What is needed: Please extract every line from the start of the records through the line that contains "point(83, 329)", including both ends, and copy them word for word.

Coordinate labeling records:
—————
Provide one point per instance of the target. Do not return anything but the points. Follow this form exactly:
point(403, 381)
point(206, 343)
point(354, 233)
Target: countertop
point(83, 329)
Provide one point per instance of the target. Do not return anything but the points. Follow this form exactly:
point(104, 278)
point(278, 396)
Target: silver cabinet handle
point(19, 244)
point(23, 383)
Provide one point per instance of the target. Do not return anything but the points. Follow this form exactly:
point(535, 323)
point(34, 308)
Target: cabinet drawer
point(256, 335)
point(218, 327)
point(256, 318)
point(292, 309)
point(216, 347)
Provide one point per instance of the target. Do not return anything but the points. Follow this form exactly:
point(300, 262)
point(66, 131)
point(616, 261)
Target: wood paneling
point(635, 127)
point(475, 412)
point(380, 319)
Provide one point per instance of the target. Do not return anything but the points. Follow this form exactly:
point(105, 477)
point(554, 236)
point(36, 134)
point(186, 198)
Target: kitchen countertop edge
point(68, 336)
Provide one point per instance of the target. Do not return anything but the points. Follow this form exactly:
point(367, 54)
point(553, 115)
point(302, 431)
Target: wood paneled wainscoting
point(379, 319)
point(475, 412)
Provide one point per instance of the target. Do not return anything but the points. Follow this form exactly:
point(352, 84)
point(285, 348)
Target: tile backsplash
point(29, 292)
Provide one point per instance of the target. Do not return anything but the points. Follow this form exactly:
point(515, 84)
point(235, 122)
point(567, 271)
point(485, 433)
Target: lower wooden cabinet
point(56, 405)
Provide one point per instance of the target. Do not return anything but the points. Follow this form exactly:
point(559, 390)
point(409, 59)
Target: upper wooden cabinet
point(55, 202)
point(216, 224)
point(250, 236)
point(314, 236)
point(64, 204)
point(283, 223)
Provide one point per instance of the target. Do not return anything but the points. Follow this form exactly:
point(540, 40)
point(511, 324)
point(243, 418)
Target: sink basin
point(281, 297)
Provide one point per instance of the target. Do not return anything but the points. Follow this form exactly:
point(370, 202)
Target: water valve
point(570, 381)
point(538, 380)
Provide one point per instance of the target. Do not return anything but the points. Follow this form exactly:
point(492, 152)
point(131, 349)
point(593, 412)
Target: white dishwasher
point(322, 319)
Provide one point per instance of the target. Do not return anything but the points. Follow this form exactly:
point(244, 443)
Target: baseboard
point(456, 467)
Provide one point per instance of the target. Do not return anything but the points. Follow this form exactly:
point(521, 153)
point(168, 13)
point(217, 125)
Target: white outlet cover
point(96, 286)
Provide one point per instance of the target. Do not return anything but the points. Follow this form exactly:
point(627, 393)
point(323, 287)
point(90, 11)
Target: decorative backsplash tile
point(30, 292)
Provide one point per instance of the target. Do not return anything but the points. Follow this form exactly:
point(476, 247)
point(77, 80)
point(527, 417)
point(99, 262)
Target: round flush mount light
—————
Response:
Provide one point per instance of the target. Do not return anything but the points. Follow this form exactly:
point(403, 381)
point(206, 343)
point(354, 233)
Target: countertop
point(83, 329)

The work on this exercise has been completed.